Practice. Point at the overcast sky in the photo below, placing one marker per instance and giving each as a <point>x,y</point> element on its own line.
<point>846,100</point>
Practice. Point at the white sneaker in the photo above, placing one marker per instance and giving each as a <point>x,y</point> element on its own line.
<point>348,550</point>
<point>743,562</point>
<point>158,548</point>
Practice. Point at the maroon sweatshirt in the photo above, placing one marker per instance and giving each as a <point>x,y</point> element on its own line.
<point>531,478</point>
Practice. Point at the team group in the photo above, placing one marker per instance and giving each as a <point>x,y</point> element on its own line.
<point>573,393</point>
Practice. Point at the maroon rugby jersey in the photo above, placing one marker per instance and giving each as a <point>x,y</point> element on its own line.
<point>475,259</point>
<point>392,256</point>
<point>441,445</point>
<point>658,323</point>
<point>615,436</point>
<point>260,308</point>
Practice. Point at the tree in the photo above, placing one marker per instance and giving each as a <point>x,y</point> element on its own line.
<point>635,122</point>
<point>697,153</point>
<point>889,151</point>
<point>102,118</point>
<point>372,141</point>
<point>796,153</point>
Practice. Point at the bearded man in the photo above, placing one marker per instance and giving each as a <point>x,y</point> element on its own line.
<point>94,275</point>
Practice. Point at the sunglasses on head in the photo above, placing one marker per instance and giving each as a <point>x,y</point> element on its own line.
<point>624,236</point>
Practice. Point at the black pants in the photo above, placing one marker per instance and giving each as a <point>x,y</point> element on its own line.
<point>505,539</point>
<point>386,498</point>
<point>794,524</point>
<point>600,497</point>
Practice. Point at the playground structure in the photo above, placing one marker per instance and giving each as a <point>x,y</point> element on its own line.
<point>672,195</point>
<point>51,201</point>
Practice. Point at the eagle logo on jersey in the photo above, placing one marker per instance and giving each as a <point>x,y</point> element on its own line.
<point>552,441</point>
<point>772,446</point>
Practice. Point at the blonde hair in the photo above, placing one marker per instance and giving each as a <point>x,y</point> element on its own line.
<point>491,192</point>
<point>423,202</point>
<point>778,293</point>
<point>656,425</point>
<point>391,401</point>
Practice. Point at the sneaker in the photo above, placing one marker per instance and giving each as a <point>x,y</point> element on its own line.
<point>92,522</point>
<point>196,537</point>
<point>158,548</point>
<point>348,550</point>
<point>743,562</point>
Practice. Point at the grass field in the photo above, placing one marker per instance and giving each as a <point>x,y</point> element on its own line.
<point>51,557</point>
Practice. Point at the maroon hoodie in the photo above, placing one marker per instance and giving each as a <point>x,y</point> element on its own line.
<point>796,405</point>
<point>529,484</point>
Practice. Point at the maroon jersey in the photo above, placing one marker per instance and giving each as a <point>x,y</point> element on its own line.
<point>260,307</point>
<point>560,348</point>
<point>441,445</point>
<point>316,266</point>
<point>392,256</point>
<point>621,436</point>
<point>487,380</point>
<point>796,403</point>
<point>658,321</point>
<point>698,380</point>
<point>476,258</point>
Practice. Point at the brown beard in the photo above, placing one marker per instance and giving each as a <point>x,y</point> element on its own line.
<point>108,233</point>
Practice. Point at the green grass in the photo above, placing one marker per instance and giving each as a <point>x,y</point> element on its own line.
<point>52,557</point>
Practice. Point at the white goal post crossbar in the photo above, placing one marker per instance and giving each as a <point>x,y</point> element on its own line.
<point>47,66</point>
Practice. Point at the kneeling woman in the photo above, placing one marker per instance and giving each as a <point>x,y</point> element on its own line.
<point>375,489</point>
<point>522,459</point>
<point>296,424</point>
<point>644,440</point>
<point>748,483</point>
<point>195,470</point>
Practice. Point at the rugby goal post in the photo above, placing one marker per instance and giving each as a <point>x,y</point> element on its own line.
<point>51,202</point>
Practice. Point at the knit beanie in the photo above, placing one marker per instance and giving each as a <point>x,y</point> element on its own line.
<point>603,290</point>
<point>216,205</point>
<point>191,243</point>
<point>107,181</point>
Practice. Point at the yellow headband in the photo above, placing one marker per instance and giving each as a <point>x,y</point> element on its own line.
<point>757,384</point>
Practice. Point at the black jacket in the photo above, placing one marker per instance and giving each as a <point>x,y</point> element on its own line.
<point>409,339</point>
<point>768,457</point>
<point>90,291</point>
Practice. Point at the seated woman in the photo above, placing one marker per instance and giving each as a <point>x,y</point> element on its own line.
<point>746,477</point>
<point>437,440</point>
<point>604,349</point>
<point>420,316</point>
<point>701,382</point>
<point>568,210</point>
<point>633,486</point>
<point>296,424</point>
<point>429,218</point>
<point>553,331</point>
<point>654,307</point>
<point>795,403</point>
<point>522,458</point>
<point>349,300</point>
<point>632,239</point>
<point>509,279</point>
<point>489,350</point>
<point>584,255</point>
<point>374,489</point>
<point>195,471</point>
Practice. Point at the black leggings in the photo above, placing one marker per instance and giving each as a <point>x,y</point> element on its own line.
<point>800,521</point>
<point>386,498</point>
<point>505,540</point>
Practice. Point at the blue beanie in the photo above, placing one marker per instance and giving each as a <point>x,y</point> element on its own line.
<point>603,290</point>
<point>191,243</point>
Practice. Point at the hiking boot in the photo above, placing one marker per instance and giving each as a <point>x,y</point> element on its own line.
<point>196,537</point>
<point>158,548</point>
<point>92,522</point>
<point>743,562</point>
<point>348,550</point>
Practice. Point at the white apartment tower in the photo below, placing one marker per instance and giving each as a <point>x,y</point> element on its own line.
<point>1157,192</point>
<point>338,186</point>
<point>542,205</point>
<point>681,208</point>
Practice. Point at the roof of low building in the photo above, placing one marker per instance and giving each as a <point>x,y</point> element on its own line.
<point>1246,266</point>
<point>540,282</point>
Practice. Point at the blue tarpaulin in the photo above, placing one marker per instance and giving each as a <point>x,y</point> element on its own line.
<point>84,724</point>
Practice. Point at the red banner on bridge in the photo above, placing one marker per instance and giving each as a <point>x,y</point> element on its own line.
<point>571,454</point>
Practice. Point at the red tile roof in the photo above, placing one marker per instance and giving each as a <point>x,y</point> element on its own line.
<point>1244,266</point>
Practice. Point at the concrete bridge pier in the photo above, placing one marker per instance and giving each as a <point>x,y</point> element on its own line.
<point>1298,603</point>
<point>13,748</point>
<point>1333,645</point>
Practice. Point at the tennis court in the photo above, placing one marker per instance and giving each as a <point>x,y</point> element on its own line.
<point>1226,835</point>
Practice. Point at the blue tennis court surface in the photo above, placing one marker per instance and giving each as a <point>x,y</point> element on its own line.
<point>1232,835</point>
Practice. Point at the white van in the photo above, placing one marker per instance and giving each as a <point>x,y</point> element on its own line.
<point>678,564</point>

----------------------------------------

WHAT YOU WILL DO ▸ The material above must be output in full. Keep every word as it is.

EXERCISE RESPONSE ▸
Practice. Point at the overcast sky in the photo below, placing one marker per instance and giving each as a <point>x,y</point> element on its own line.
<point>846,100</point>
Practice. Point at the white sneaker in the photo above, placing one marker per instance and giving each as a <point>x,y</point> element on its own line.
<point>348,550</point>
<point>743,562</point>
<point>158,548</point>
Practice. Point at the maroon sweatshirt in the photo above, placing one marker per instance and giving each as a <point>x,y</point> element on its own line.
<point>531,478</point>
Practice. Point at the team group in the photo above, placing one marker per instance and giving each as a <point>x,y</point> element on its own line.
<point>573,393</point>
Practice. Point at the maroon rugby jersey in the photo above, placing one marker per instance and giving each as a <point>x,y</point> element on its own line.
<point>475,259</point>
<point>392,256</point>
<point>441,445</point>
<point>658,323</point>
<point>615,436</point>
<point>260,308</point>
Practice. Point at the tree in the photo above, placing one marker per instance and giving each as a <point>x,y</point> element on its own line.
<point>635,122</point>
<point>697,153</point>
<point>889,151</point>
<point>102,118</point>
<point>372,141</point>
<point>796,153</point>
Practice. Point at the bearded man in the photo above, placing one marker per instance and giving each as a <point>x,y</point> element on its own line.
<point>94,275</point>
Practice. Point at the sunglasses on head in the photo above, placing one marker per instance and giving each as a <point>x,y</point> element on its own line.
<point>624,236</point>
Practice. Point at the black pants in the photo above, placing one marker per instance and giving each as a <point>x,y</point> element on its own line.
<point>505,539</point>
<point>386,498</point>
<point>794,524</point>
<point>600,497</point>
Practice. Point at the playground structure in the photo above, placing one marker per instance and giving each as a <point>x,y</point> element on its own line.
<point>672,195</point>
<point>51,201</point>
Practice. Point at the eagle logo on jersey in the photo above, placing one marker per instance and giving each as a <point>x,y</point> element on its own line.
<point>552,441</point>
<point>772,446</point>
Practice. Point at the blonde hair in the photo above, placing one marker per instance and giving each as a <point>x,y</point> element on its own line.
<point>491,192</point>
<point>423,202</point>
<point>778,293</point>
<point>656,425</point>
<point>391,401</point>
Practice. Point at the sneaker in the photo above, placing one marker per instance and giving each as a <point>x,y</point> element on its own line.
<point>92,522</point>
<point>196,537</point>
<point>158,548</point>
<point>348,550</point>
<point>743,562</point>
Practice. Point at the grass field in the photo above, placing one marker per instance and giving each as a <point>x,y</point> element on its own line.
<point>51,557</point>
Practice. Point at the maroon hoodie in the photo above, placing one marker per instance and giving each as a <point>x,y</point> element on its own line.
<point>796,405</point>
<point>529,484</point>
Practice. Point at the maroon jersey in the photo above, placing one marker per instance and giving each as a <point>x,y</point> element on its own line.
<point>260,307</point>
<point>560,348</point>
<point>441,445</point>
<point>316,266</point>
<point>392,256</point>
<point>621,436</point>
<point>487,380</point>
<point>796,403</point>
<point>658,321</point>
<point>698,380</point>
<point>476,258</point>
Practice. Point at the brown beard in the photo above, placing one marker per instance and giving each as a <point>x,y</point> element on its own line.
<point>108,233</point>
Practice. Point at the green grass in the photo above, placing one marker per instance and giving each as a <point>x,y</point> element on its own line.
<point>52,557</point>
Practice. Point at the white goal post crossbar in the photo above, placing one marker per instance and giving each as a <point>x,y</point> element on its own line.
<point>47,66</point>
Practice. Point at the kneeling woman in the photo above, placing one marker per instance and giving each as a <point>x,y</point> element on its own line.
<point>375,489</point>
<point>522,459</point>
<point>296,424</point>
<point>644,440</point>
<point>748,483</point>
<point>195,470</point>
Practice. Point at the rugby goal post in the photo above, placing one marker per instance and giving each as a <point>x,y</point> element on its own line.
<point>51,202</point>
Practice. Point at the knit beanie in the photo above, placing one marker per instance and giving each as a <point>x,y</point> element on its own line.
<point>603,290</point>
<point>216,205</point>
<point>191,243</point>
<point>107,181</point>
Practice. Point at the yellow headband in the photo above, placing one marker per instance and giving each as a <point>x,y</point> element on its own line.
<point>757,384</point>
Practice. Point at the black jacket in the photo above, placing one marker per instance and giving each as a <point>x,y</point> element on its own line.
<point>409,339</point>
<point>768,457</point>
<point>90,291</point>
Practice. Point at the seated woman in the photo above, placing one marker per instance and giving each as a <point>x,y</point> element on its own line.
<point>746,477</point>
<point>437,440</point>
<point>604,349</point>
<point>420,316</point>
<point>701,382</point>
<point>568,210</point>
<point>633,486</point>
<point>296,424</point>
<point>429,218</point>
<point>553,331</point>
<point>654,307</point>
<point>795,403</point>
<point>522,458</point>
<point>349,300</point>
<point>632,239</point>
<point>509,279</point>
<point>489,350</point>
<point>584,255</point>
<point>374,489</point>
<point>195,471</point>
Practice. Point at the black leggings in the photo above, placing one marker per instance and giving each as a <point>x,y</point> element on its own line.
<point>800,521</point>
<point>386,498</point>
<point>505,540</point>
Practice. Point at the blue beanie in the photo above, placing one marker per instance and giving each as a <point>x,y</point> element on its own line.
<point>603,290</point>
<point>191,243</point>
Practice. Point at the hiking boot in the photo above, placing one marker per instance and giving each as a <point>x,y</point> element on its own line.
<point>196,537</point>
<point>158,548</point>
<point>92,522</point>
<point>743,562</point>
<point>348,550</point>
Practice. Point at the white apartment tower in the photo below, placing one marker per instance and giving each as a <point>x,y</point> element on its own line.
<point>1157,192</point>
<point>338,186</point>
<point>542,205</point>
<point>681,208</point>
Practice. Point at the roof of low building in the photo above, placing one marker per instance and giving each as a <point>x,y</point> element on its own line.
<point>1246,266</point>
<point>540,282</point>
Practice. Point at the blue tarpaulin in the photo above, placing one marker per instance and giving each as a <point>x,y</point> element on its own line.
<point>84,724</point>
Practice. Point at the red banner on bridge in the photo above, placing one marker per instance and giving each as a <point>x,y</point> element on its own line.
<point>571,454</point>
Practice. Point at the red tile roof in the photo above, placing one marker per instance and giving each as a <point>x,y</point> element on its own line.
<point>1244,266</point>
Practice. Point at the concrete bridge pier in the photo above, placing one marker per instance and giving each as a <point>x,y</point> element on its own line.
<point>1298,603</point>
<point>13,748</point>
<point>1333,645</point>
Practice. Point at the tennis court in the photo above, placing one marker per instance and giving each as a <point>x,y</point> element on its own line.
<point>1226,835</point>
Practice. Point at the blue tennis court surface in the photo above, placing one marker per instance and giving each as a <point>x,y</point> element on its own line.
<point>1232,835</point>
Practice. Point at the white van in the photo above, placing one marker per instance and giving each as a <point>x,y</point> element on its own line.
<point>678,564</point>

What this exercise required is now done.